▶ _WHAT THIS TASK INVOLVES_: Before doing anything else, copy the entries below exactly.

▶ _MATERIAL PROVIDED_:
○ ○ ○ ○ ○ ○ ○

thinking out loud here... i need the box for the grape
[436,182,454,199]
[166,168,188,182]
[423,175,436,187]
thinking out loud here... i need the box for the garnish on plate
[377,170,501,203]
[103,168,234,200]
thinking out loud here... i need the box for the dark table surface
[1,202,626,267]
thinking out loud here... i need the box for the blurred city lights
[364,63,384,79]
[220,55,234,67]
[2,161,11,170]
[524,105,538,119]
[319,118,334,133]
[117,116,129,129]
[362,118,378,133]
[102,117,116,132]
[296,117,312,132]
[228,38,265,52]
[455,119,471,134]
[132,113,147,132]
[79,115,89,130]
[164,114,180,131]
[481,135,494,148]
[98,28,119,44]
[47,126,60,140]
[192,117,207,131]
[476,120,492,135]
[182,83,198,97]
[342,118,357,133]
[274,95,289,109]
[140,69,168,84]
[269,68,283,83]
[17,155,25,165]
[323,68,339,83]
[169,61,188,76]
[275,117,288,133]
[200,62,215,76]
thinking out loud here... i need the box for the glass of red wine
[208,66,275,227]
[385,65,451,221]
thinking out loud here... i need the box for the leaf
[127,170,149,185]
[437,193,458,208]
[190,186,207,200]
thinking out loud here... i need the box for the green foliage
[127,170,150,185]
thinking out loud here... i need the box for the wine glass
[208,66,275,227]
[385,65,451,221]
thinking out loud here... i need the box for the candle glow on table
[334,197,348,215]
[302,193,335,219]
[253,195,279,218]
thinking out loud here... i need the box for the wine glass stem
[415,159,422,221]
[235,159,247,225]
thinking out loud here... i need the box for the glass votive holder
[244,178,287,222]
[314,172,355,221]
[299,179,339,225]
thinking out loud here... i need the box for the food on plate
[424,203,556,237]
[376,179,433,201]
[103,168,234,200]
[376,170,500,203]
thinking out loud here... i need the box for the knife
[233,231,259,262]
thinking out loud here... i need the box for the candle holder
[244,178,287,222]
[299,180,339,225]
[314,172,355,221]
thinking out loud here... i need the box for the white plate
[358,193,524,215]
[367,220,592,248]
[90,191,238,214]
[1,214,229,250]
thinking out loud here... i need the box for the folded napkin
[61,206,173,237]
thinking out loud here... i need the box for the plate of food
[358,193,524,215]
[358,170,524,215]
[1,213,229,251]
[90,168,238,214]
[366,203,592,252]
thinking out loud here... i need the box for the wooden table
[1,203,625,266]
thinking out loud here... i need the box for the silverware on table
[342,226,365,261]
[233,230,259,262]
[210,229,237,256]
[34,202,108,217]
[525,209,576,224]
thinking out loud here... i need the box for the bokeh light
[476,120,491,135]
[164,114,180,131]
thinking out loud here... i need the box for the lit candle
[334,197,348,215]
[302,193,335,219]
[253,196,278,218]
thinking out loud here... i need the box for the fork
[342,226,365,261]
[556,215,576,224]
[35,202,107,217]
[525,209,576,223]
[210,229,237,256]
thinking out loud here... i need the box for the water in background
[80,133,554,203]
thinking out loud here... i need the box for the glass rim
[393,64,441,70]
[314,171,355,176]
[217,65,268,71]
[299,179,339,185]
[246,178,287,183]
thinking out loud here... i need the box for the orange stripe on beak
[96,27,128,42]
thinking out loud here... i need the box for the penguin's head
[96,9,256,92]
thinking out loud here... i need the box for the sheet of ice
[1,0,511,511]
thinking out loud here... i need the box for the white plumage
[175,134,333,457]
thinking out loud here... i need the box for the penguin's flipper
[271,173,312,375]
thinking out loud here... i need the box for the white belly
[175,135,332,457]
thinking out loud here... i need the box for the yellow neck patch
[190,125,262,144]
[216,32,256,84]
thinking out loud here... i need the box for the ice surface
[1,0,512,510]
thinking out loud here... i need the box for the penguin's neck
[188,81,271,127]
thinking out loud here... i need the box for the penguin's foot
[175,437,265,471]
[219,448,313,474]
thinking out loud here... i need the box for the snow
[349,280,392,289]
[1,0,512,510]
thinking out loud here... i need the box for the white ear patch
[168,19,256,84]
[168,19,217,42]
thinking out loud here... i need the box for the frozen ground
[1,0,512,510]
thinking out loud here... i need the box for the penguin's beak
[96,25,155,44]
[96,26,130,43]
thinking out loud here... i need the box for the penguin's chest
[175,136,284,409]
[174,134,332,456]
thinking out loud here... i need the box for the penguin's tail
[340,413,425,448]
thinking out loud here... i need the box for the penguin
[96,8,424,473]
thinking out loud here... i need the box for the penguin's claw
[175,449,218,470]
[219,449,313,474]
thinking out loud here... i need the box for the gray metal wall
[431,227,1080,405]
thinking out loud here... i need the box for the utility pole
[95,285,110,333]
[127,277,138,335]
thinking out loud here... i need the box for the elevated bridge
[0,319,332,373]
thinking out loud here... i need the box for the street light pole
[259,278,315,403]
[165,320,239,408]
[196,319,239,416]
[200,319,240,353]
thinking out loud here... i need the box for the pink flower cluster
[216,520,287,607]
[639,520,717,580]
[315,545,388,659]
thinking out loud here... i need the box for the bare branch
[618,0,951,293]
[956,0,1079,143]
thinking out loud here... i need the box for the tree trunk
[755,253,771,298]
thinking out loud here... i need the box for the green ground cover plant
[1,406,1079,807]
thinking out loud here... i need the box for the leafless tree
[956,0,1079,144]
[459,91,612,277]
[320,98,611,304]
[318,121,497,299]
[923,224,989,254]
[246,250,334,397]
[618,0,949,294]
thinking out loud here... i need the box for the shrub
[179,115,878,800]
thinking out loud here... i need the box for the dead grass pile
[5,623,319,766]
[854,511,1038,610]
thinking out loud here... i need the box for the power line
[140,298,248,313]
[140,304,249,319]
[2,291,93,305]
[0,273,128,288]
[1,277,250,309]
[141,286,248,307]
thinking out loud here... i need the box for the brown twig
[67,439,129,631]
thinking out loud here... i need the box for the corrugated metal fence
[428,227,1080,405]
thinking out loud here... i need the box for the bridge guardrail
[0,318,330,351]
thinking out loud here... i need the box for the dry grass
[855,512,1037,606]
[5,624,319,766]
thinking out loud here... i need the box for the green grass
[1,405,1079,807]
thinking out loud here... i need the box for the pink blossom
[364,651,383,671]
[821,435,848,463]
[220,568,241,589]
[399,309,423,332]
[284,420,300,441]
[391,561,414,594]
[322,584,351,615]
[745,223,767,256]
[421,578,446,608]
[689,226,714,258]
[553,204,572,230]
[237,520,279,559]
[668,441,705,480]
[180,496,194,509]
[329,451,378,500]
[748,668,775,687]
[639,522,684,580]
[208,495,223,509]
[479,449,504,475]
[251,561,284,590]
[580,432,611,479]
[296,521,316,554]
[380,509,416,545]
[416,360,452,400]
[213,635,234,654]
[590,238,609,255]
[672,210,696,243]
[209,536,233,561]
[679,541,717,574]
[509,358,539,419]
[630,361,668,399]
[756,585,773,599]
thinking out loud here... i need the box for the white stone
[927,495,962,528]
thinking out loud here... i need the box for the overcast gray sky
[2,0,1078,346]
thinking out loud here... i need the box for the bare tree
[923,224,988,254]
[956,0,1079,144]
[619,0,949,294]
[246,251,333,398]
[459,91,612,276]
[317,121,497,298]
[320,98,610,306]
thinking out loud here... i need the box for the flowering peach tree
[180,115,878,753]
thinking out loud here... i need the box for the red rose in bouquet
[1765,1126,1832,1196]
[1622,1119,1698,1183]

○ ○ ○ ○ ○ ○ ○

▶ _RESPONSE TO THE TASK_:
thinking out loud here... i need the box for the grape
[436,182,454,199]
[166,168,188,182]
[423,175,436,187]
thinking out loud here... i need the box for the garnish on plate
[377,170,501,203]
[103,168,234,200]
thinking out loud here... i need the box for the dark table surface
[1,202,626,267]
thinking out loud here... i need the box for the blurred city lights
[364,63,384,79]
[220,55,234,67]
[2,161,11,170]
[524,105,538,119]
[319,118,334,133]
[117,116,129,129]
[362,118,378,133]
[102,117,116,132]
[296,117,312,132]
[228,38,265,52]
[455,119,471,134]
[132,113,147,132]
[79,115,89,130]
[164,114,180,131]
[481,135,494,148]
[98,28,119,44]
[47,126,60,140]
[192,117,207,131]
[476,120,492,135]
[182,83,198,97]
[342,118,357,133]
[274,95,289,109]
[140,69,168,84]
[269,68,283,83]
[17,155,25,165]
[323,68,339,83]
[169,61,188,76]
[275,117,288,133]
[200,62,215,76]
thinking out loud here... i need the box for the glass of red wine
[208,66,275,227]
[385,65,451,221]
thinking out loud here... i need the box for the leaf
[127,170,149,185]
[437,193,458,208]
[190,186,207,200]
thinking out loud here... i need the box for the green foliage
[127,170,150,185]
thinking out loud here... i need the box for the wine glass
[208,66,275,227]
[385,65,451,221]
thinking out loud here... i need the box for the candle glow on table
[334,197,348,215]
[302,193,335,219]
[253,195,279,218]
thinking out loud here... i need the box for the wine glass stem
[415,159,422,221]
[235,159,247,225]
thinking out loud here... i need the box for the glass votive holder
[244,178,287,222]
[314,172,355,221]
[299,179,339,225]
thinking out loud here... i need the box for the food on plate
[424,203,556,237]
[376,179,433,201]
[103,168,234,200]
[376,170,500,203]
thinking out loud here... i need the box for the knife
[233,231,259,262]
thinking out loud here... i need the box for the candle holder
[244,178,287,222]
[299,180,339,225]
[314,172,355,221]
thinking out loud here... i need the box for the white plate
[358,193,524,215]
[367,220,592,248]
[90,191,238,214]
[1,214,229,250]
thinking out loud here... i need the box for the folded napkin
[61,206,173,237]
thinking out loud here... i need the box for the plate of food
[358,193,524,215]
[358,170,524,215]
[1,213,229,251]
[90,168,238,214]
[366,203,592,252]
thinking out loud here... i need the box for the wooden table
[1,203,625,266]
thinking out loud here... i need the box for the silverware on table
[342,226,365,261]
[233,230,259,262]
[210,229,237,256]
[34,202,108,217]
[525,209,576,224]
thinking out loud here... i need the box for the bokeh light
[476,120,491,135]
[164,114,180,131]
thinking out loud here... i need the box for the lit candle
[334,197,348,215]
[302,193,335,219]
[253,196,278,218]
thinking out loud here... i need the box for the fork
[342,226,365,261]
[556,215,576,224]
[35,202,107,217]
[525,209,576,223]
[210,229,237,256]
thinking out loud here... i need the box for the water in background
[80,133,554,203]
thinking out loud here... i need the box for the glass rim
[393,64,441,70]
[314,171,355,176]
[217,65,268,71]
[299,179,339,185]
[246,178,287,183]
thinking out loud here... i need the box for the orange stripe on beak
[96,27,128,42]
thinking out loud here... i need the box for the penguin's head
[96,9,256,92]
thinking out loud here... i need the box for the sheet of ice
[1,0,511,511]
thinking out loud here... i need the box for the white plumage
[175,134,333,457]
thinking out loud here... i need the box for the penguin's flipper
[271,173,312,375]
thinking out loud here... i need the box for the white belly
[175,135,332,457]
thinking out loud here... i need the box for the yellow neck patch
[190,125,262,144]
[216,32,256,84]
thinking out loud here... i need the box for the ice surface
[1,0,512,510]
thinking out loud here... i need the box for the penguin's neck
[188,81,271,127]
thinking out loud here... i need the box for the penguin's foot
[175,437,265,471]
[219,448,313,474]
thinking out loud here... i need the box for the snow
[349,280,392,289]
[1,0,512,510]
thinking out loud here... i need the box for the white ear patch
[168,19,256,84]
[168,19,217,42]
thinking out loud here... i need the box for the frozen ground
[1,0,512,510]
thinking out loud here... i need the box for the penguin's beak
[96,25,155,44]
[96,26,130,43]
thinking out loud here... i need the box for the penguin's chest
[175,136,284,409]
[174,134,332,456]
thinking out loud here... i need the box for the penguin's tail
[340,413,425,448]
thinking out loud here... i need the box for the penguin
[96,8,424,473]
thinking out loud here... i need the box for the penguin's claw
[175,449,218,470]
[219,449,313,474]
thinking out loud here... i need the box for the gray metal wall
[431,227,1080,405]
thinking out loud here... i need the box for the utility pole
[95,285,110,333]
[127,277,138,335]
thinking out loud here... i need the box for the elevated bridge
[0,319,332,373]
thinking out loud here... i need the box for the street light pole
[259,278,315,403]
[165,320,239,408]
[196,319,239,416]
[200,319,240,353]
thinking out loud here... i need the box for the pink flower cluster
[216,520,287,607]
[639,520,717,580]
[315,545,388,659]
thinking out loud here... i need the box for the bare branch
[618,0,951,293]
[956,0,1079,143]
thinking out loud here... i need the box for the tree trunk
[755,253,771,298]
thinking out loud here... i need the box for the green ground cover plant
[1,406,1079,807]
thinking out loud here... i need the box for the leafless tree
[956,0,1079,144]
[459,91,612,277]
[320,98,611,304]
[318,121,497,299]
[923,224,989,254]
[246,250,334,397]
[618,0,949,294]
thinking out loud here... i need the box for the shrub
[179,115,878,800]
thinking out loud here... i need the box for the dead grass pile
[5,623,319,766]
[854,511,1038,610]
thinking out loud here... i need the box for the power line
[140,298,248,313]
[140,304,249,319]
[2,291,93,305]
[0,273,128,288]
[1,277,250,309]
[141,286,248,307]
thinking out loud here... i need the box for the brown twig
[67,439,129,631]
thinking out loud here... i need the box for the corrugated metal fence
[428,227,1080,405]
thinking out loud here... i need the box for the bridge guardrail
[0,318,330,351]
thinking out loud here... i need the box for the dry grass
[855,512,1037,606]
[5,624,319,766]
thinking out loud here... i need the box for the green grass
[1,405,1079,807]
thinking out loud here... i need the box for the pink blossom
[364,651,383,671]
[821,435,848,463]
[220,568,241,589]
[399,309,423,332]
[284,420,300,441]
[391,561,414,594]
[322,584,351,615]
[745,223,767,256]
[421,578,446,608]
[689,226,714,258]
[553,204,572,230]
[237,520,279,559]
[668,441,705,480]
[180,496,194,509]
[329,451,378,500]
[748,668,775,687]
[639,522,684,580]
[208,495,223,509]
[479,449,504,475]
[251,561,284,590]
[580,432,611,479]
[296,521,316,554]
[380,509,416,545]
[416,360,452,400]
[213,635,234,654]
[590,238,609,255]
[672,210,696,243]
[209,536,233,561]
[679,541,717,574]
[509,358,539,419]
[630,361,668,399]
[756,585,773,599]
thinking out loud here... i need the box for the white stone
[927,495,962,528]
thinking out loud here... i need the box for the overcast gray sky
[2,0,1078,346]
thinking out loud here... i need the box for the bare tree
[923,224,988,254]
[956,0,1079,144]
[619,0,949,294]
[246,251,333,398]
[459,91,612,276]
[317,121,497,298]
[320,98,610,306]
thinking out loud here... i need the box for the flowering peach tree
[180,115,878,753]
thinking out loud here... i need the box for the red rose in bouquet
[1765,1126,1832,1196]
[1622,1119,1698,1183]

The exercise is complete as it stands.